Problem requirements
All records below are to be set down exactly, each character intact.
Records to use START
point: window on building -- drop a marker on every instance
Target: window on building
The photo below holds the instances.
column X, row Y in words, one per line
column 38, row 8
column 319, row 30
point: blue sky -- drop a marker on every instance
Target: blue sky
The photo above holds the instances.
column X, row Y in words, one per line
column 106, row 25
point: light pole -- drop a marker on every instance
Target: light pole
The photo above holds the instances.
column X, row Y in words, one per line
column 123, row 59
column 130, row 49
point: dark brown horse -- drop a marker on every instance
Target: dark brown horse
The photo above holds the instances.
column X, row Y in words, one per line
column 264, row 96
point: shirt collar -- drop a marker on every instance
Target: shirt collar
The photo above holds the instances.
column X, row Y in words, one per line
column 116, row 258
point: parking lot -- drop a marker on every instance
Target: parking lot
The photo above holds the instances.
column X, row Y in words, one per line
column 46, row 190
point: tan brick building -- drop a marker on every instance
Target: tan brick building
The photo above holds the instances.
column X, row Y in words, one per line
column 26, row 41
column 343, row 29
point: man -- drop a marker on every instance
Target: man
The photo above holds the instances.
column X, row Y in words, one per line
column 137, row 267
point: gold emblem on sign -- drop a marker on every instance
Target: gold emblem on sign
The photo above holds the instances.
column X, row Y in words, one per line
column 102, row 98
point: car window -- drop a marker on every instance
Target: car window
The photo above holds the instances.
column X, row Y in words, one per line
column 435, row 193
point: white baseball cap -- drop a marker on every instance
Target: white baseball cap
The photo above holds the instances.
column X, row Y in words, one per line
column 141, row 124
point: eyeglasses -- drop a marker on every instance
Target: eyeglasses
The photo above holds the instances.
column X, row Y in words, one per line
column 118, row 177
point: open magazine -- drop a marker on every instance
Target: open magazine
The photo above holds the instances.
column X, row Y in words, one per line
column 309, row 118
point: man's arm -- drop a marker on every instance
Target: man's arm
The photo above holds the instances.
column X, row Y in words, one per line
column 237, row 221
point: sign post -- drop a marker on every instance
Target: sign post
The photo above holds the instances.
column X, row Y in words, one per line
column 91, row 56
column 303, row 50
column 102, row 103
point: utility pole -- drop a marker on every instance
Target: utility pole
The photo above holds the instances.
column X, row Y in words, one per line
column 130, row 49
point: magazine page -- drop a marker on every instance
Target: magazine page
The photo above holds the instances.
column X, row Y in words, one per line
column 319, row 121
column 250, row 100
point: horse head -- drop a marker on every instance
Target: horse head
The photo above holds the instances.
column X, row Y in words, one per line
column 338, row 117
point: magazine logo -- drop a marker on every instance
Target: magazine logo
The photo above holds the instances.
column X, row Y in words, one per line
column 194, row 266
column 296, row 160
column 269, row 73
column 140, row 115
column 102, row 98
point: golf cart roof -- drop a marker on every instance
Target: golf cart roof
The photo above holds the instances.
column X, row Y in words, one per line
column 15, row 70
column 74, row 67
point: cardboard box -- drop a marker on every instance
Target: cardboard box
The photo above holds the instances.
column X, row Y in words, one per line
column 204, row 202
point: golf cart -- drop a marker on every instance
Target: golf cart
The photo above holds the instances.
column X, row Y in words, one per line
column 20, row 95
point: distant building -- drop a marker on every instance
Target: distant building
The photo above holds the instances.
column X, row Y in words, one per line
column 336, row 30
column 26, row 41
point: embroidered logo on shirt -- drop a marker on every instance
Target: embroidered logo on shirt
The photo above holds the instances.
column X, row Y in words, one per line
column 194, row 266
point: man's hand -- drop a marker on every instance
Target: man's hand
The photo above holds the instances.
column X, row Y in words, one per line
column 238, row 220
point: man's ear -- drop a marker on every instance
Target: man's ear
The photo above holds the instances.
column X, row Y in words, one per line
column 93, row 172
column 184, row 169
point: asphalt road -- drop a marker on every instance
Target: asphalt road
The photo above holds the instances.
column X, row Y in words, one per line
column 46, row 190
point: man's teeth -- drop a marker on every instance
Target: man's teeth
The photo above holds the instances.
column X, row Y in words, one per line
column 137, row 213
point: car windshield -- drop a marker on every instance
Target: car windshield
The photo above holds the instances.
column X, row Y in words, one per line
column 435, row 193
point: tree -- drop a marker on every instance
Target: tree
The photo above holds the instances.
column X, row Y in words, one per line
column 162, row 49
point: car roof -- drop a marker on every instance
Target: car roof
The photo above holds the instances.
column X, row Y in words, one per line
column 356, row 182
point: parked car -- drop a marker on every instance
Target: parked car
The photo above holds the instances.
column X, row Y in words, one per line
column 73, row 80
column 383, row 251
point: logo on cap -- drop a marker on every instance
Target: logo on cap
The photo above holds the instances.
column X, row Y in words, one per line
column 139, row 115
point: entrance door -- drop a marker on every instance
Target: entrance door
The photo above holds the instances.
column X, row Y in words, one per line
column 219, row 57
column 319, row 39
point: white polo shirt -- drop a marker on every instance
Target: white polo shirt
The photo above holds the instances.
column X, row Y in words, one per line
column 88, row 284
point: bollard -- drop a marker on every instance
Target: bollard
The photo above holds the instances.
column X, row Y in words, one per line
Records to use END
Task response
point: window on building -- drop a marker on every instance
Target: window on building
The photo below holds the instances.
column X, row Y in words, one per line
column 38, row 8
column 319, row 30
point: blue sky -- drop a marker on every instance
Target: blue sky
The photo above holds the instances.
column X, row Y in words, one per line
column 106, row 25
point: light pole -- drop a marker on every instance
Target: light pole
The photo above holds the instances.
column X, row Y in words, one per line
column 123, row 59
column 130, row 49
point: dark brown horse -- drop a marker on every instance
Target: dark brown horse
The photo above holds the instances.
column X, row Y in words, one per line
column 264, row 96
point: shirt collar -- drop a marker on every instance
Target: shirt collar
The photo above holds the instances.
column X, row Y in words, one per line
column 116, row 258
point: parking lot -- drop a marker on every instance
Target: parking lot
The photo above holds the instances.
column X, row Y in words, one per line
column 46, row 190
point: tan brick building -- drop a marker on every instance
Target: tan brick building
The photo above holds the instances.
column X, row Y in words, one per line
column 26, row 41
column 343, row 29
point: man -- drop a marker on every instance
Target: man
The photo above holds the instances.
column X, row Y in words, one per line
column 137, row 267
point: gold emblem on sign -- drop a marker on every instance
Target: gold emblem on sign
The photo above holds the instances.
column X, row Y in words, one per line
column 102, row 98
point: car window -- drop a marker on every instance
Target: car window
The photo above holds the instances.
column X, row Y in words, one per line
column 435, row 193
point: white baseball cap -- drop a marker on every instance
Target: white baseball cap
The photo above holds the instances.
column X, row Y in words, one per line
column 141, row 124
point: eyeglasses -- drop a marker on every instance
Target: eyeglasses
The photo above holds the instances.
column X, row Y in words, one per line
column 118, row 177
point: open magazine -- drop a marker on every instance
Target: open magazine
The photo above holds the instances.
column X, row Y in words, one per line
column 309, row 118
point: man's arm -- drop a marker on every instance
Target: man's arm
The photo above holds the instances.
column X, row Y in words, one per line
column 237, row 221
point: sign post -- drop a marker on every instance
Target: sign post
The photo above holds the instances.
column X, row Y in words, one per line
column 91, row 56
column 303, row 50
column 102, row 103
point: utility pole -- drop a marker on every instance
Target: utility pole
The photo above holds the instances.
column X, row Y in words, one per line
column 130, row 49
point: magazine page -- drop a marker on every instance
Target: magazine page
The photo above holds the instances.
column X, row Y in words, one per line
column 319, row 121
column 250, row 100
point: horse head -- drop a marker on every instance
Target: horse head
The photo above holds the instances.
column X, row Y in words, one per line
column 338, row 117
point: magazine logo -- drop a marker on every instance
Target: magazine logo
The photo above holds the instances.
column X, row Y in words, one per line
column 194, row 266
column 296, row 160
column 269, row 73
column 140, row 115
column 102, row 98
point: golf cart roof -- drop a marker on every instance
Target: golf cart roof
The photo above holds the instances.
column X, row Y in words, one per line
column 15, row 70
column 74, row 67
point: cardboard box -- drop a marker on every instance
Target: cardboard box
The photo above holds the instances.
column X, row Y in words, one per line
column 204, row 202
point: golf cart -- drop a marker on every instance
Target: golf cart
The photo above holds the instances.
column X, row Y in words, one per line
column 20, row 95
point: distant building -- drop a marker on every instance
Target: distant building
The photo above holds the instances.
column X, row Y in words, one per line
column 336, row 30
column 26, row 41
point: embroidered logo on shirt -- drop a marker on every instance
Target: embroidered logo on shirt
The photo above holds the instances.
column X, row Y in words, one per line
column 194, row 266
point: man's hand -- drop a marker on every instance
Target: man's hand
The photo above holds the instances.
column X, row Y in words, one per line
column 238, row 220
point: man's ear -- drop a marker on every instance
Target: man's ear
The photo above holds the instances.
column X, row Y in words, one per line
column 93, row 172
column 184, row 169
point: asphalt road -- drop a marker on every instance
Target: asphalt road
The photo above holds the instances.
column X, row Y in words, one per line
column 46, row 190
point: man's teeth -- drop a marker on every instance
Target: man's teeth
The photo above holds the instances.
column X, row Y in words, one per line
column 137, row 213
point: car windshield -- drop a marker on every instance
Target: car windshield
The photo above holds the instances.
column X, row Y in words, one per line
column 435, row 193
point: tree -- drop a marker on every instance
Target: tree
The photo above holds the instances.
column X, row Y in words, one per line
column 162, row 49
point: car roof -- drop a marker on every instance
Target: car roof
The photo above holds the instances.
column X, row Y in words, one per line
column 356, row 182
point: parked car -- drop a marker on every instance
Target: parked car
The photo above holds the instances.
column X, row Y in words, one per line
column 73, row 80
column 383, row 251
point: logo on cap -- drop a marker on every instance
Target: logo on cap
The photo above holds the instances.
column X, row Y in words, one per line
column 139, row 115
point: entrance door -- drop a marker on every instance
Target: entrance door
The photo above holds the instances.
column X, row Y in words, one per line
column 219, row 57
column 319, row 39
point: white polo shirt -- drop a marker on every instance
Target: white polo shirt
The photo above holds the instances.
column X, row Y in words, one per line
column 88, row 284
point: bollard -- drop a marker on every instance
Target: bollard
The photo above holds the instances.
column X, row Y in words, one per line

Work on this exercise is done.